— Required task —
Write out only the lines running from the one that contains "of the metal" to the end of the material, both ends included.

-- begin Data listing --

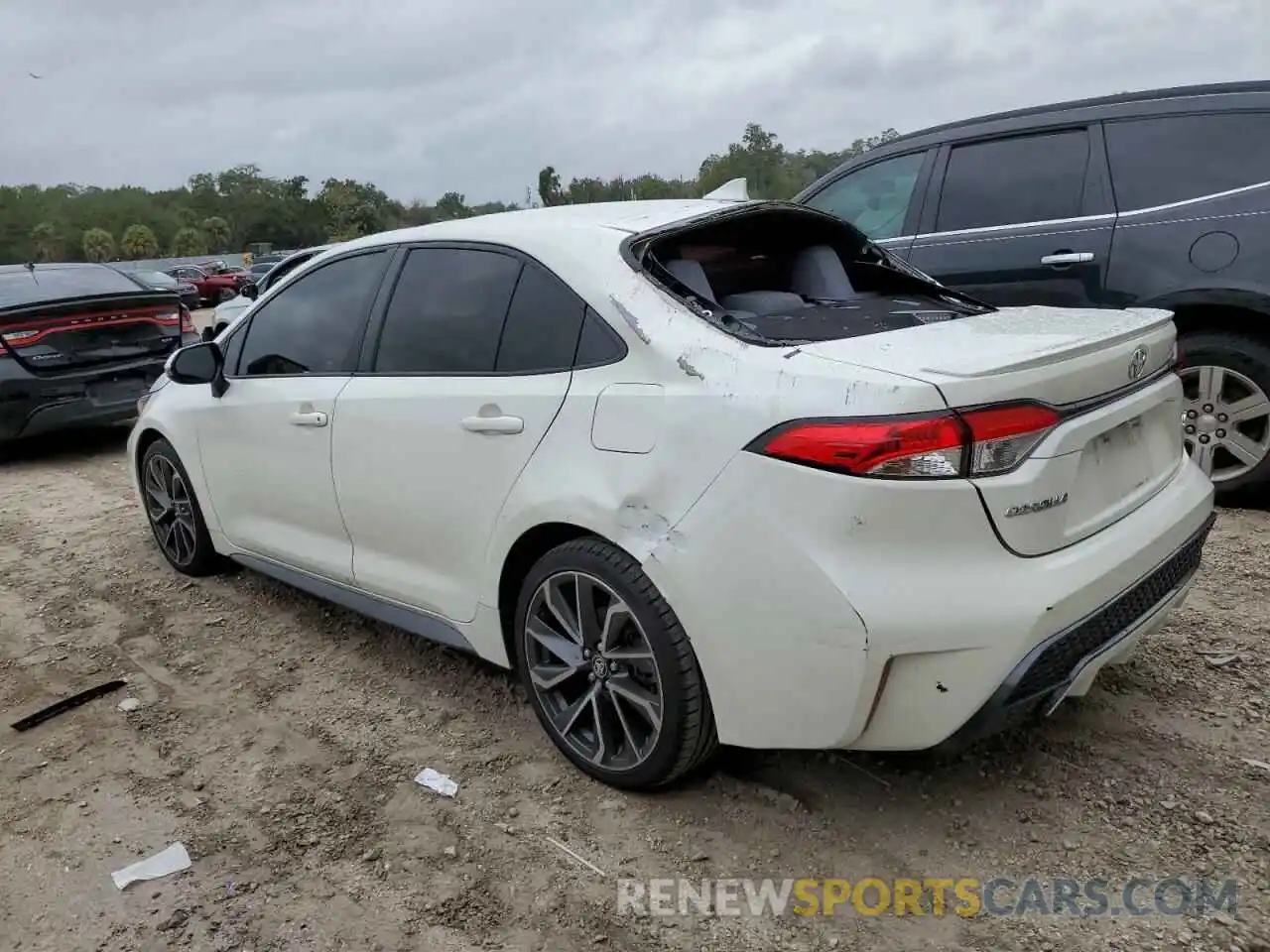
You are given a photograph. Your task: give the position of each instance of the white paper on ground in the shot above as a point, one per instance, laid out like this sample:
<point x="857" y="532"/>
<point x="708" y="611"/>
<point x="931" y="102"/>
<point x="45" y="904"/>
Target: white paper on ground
<point x="439" y="782"/>
<point x="166" y="864"/>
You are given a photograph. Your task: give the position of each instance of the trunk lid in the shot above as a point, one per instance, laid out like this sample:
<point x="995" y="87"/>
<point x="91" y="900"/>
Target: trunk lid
<point x="91" y="331"/>
<point x="1120" y="438"/>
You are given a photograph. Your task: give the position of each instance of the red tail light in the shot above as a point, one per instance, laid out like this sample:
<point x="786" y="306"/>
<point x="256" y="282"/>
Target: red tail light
<point x="952" y="444"/>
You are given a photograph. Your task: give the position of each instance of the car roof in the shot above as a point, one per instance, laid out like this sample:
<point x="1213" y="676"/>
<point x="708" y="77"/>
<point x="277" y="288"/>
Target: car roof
<point x="42" y="284"/>
<point x="539" y="225"/>
<point x="1147" y="102"/>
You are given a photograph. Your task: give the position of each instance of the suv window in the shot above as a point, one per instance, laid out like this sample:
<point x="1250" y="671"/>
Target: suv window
<point x="1014" y="180"/>
<point x="447" y="312"/>
<point x="1173" y="159"/>
<point x="875" y="198"/>
<point x="543" y="325"/>
<point x="316" y="325"/>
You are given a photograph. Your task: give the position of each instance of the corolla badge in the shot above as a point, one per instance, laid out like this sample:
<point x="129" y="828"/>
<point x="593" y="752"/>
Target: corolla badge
<point x="1137" y="363"/>
<point x="1038" y="506"/>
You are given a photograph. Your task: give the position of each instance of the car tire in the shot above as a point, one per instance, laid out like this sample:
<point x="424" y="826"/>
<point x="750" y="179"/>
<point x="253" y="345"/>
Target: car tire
<point x="178" y="527"/>
<point x="1245" y="379"/>
<point x="640" y="716"/>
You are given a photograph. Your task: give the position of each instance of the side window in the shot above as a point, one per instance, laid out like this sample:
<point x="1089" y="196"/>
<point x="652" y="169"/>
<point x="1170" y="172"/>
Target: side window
<point x="875" y="198"/>
<point x="317" y="324"/>
<point x="447" y="311"/>
<point x="543" y="325"/>
<point x="1015" y="180"/>
<point x="598" y="344"/>
<point x="1173" y="159"/>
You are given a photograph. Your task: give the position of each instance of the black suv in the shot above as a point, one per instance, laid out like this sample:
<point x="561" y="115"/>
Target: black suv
<point x="1147" y="199"/>
<point x="79" y="344"/>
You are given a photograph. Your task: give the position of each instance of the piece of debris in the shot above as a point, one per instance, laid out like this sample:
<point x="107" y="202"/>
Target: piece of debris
<point x="68" y="703"/>
<point x="566" y="849"/>
<point x="172" y="860"/>
<point x="436" y="782"/>
<point x="1220" y="660"/>
<point x="177" y="920"/>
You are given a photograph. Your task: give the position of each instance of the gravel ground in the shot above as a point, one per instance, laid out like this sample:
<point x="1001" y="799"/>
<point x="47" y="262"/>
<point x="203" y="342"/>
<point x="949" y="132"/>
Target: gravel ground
<point x="277" y="738"/>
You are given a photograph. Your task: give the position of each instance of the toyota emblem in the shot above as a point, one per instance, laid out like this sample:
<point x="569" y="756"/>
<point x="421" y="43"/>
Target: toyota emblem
<point x="1137" y="363"/>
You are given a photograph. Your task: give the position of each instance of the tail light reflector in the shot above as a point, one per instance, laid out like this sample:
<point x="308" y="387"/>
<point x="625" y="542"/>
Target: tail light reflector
<point x="952" y="444"/>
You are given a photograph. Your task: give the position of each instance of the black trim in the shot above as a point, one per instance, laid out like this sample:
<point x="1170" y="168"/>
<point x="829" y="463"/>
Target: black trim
<point x="1005" y="708"/>
<point x="426" y="626"/>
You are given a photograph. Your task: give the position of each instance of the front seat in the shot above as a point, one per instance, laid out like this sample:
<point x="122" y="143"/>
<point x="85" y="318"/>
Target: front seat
<point x="693" y="275"/>
<point x="818" y="273"/>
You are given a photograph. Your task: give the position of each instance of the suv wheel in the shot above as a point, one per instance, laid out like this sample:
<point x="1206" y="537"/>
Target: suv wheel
<point x="175" y="516"/>
<point x="608" y="667"/>
<point x="1225" y="424"/>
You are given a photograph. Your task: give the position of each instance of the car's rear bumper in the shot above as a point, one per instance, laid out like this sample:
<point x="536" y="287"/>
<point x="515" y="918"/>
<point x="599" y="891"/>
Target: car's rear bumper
<point x="830" y="612"/>
<point x="32" y="405"/>
<point x="1067" y="662"/>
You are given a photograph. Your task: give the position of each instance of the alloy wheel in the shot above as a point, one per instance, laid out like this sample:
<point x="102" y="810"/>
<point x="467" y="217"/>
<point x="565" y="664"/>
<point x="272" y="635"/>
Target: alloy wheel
<point x="1225" y="421"/>
<point x="593" y="670"/>
<point x="171" y="511"/>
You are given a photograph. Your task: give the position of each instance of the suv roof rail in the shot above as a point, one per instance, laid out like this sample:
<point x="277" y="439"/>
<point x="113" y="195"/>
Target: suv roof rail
<point x="1137" y="96"/>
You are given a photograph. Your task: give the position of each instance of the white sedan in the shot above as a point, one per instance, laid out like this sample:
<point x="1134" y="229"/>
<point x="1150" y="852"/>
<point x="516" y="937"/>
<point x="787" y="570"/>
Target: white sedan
<point x="701" y="471"/>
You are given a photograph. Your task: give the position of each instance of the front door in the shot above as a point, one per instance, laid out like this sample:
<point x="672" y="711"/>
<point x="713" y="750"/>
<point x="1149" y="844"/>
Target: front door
<point x="266" y="444"/>
<point x="1011" y="225"/>
<point x="466" y="380"/>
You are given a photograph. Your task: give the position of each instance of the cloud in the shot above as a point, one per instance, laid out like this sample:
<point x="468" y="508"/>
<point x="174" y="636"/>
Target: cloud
<point x="422" y="98"/>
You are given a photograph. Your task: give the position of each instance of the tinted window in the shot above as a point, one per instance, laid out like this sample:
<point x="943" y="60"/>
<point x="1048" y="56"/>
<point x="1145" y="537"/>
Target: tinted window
<point x="598" y="344"/>
<point x="543" y="325"/>
<point x="447" y="309"/>
<point x="1157" y="162"/>
<point x="316" y="325"/>
<point x="875" y="198"/>
<point x="1015" y="180"/>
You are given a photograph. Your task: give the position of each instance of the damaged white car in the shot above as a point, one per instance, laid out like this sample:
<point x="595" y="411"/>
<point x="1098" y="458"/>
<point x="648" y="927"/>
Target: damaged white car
<point x="702" y="471"/>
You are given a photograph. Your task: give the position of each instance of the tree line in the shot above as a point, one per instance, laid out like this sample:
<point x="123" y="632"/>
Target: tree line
<point x="240" y="207"/>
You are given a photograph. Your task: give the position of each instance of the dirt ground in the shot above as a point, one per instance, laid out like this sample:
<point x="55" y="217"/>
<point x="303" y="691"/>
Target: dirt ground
<point x="277" y="739"/>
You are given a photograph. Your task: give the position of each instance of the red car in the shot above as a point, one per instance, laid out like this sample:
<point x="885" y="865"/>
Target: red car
<point x="212" y="289"/>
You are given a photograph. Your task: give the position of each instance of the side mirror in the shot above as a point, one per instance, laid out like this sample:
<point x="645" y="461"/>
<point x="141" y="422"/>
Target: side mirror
<point x="197" y="363"/>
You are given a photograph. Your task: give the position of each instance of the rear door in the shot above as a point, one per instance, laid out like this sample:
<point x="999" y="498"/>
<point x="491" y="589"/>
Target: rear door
<point x="470" y="367"/>
<point x="1021" y="220"/>
<point x="881" y="198"/>
<point x="266" y="444"/>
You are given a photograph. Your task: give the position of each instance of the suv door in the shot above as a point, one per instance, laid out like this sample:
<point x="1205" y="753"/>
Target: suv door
<point x="879" y="197"/>
<point x="471" y="365"/>
<point x="1020" y="220"/>
<point x="266" y="443"/>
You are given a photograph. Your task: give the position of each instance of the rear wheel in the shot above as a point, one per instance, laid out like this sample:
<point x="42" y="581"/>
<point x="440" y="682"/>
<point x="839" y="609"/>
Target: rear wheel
<point x="173" y="512"/>
<point x="610" y="670"/>
<point x="1225" y="416"/>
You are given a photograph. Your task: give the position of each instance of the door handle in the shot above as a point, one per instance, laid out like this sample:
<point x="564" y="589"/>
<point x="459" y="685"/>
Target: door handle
<point x="1069" y="258"/>
<point x="309" y="419"/>
<point x="493" y="424"/>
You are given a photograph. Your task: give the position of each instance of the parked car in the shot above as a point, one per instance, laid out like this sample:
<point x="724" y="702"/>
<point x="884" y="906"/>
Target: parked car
<point x="166" y="282"/>
<point x="1156" y="198"/>
<point x="227" y="311"/>
<point x="212" y="289"/>
<point x="702" y="471"/>
<point x="79" y="344"/>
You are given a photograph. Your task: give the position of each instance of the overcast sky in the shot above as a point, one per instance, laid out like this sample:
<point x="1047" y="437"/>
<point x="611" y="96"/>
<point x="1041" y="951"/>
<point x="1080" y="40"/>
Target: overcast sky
<point x="422" y="96"/>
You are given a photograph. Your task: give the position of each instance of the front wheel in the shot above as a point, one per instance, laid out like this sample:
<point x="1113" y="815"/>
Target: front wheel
<point x="1225" y="416"/>
<point x="173" y="512"/>
<point x="610" y="670"/>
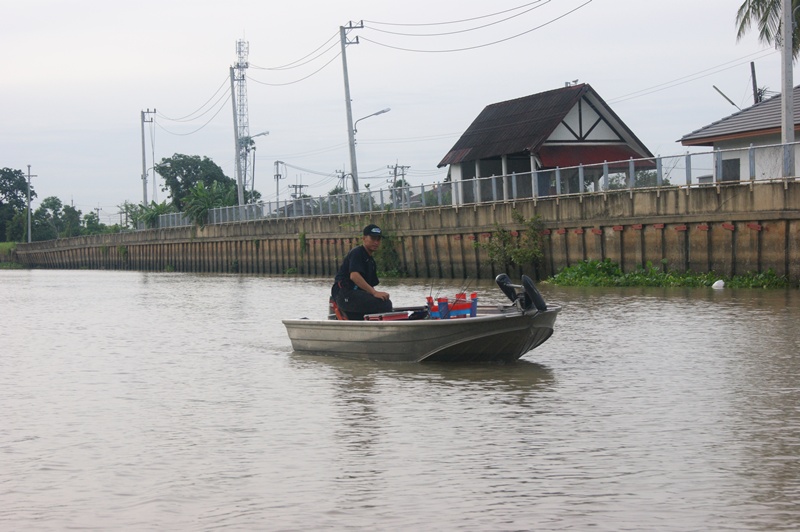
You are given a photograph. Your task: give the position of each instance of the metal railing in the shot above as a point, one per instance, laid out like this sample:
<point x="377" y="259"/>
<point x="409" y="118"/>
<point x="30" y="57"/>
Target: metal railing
<point x="745" y="164"/>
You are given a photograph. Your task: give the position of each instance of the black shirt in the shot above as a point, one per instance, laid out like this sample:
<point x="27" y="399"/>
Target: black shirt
<point x="357" y="260"/>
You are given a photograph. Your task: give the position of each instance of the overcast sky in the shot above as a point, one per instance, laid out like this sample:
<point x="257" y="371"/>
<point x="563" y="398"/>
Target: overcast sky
<point x="77" y="73"/>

-- end Data listing --

— Written response —
You are given a photograph. Your task: give the position of each instance of the metal railing in the shot above as a point, one per instance, laid out like this sample:
<point x="377" y="259"/>
<point x="409" y="118"/>
<point x="30" y="57"/>
Target: metal railing
<point x="745" y="164"/>
You are given a photograph. Your task: give the position of each instance of the black shirt in the shot above as a point, one per instance, laid out like this sample:
<point x="27" y="399"/>
Target: black shirt
<point x="357" y="260"/>
You are given a photograph. Your task: give the position of each instance of the overcast sky in the shot above as a point, one per instance, laid out like this sample:
<point x="257" y="371"/>
<point x="563" y="398"/>
Target: overcast sky
<point x="77" y="73"/>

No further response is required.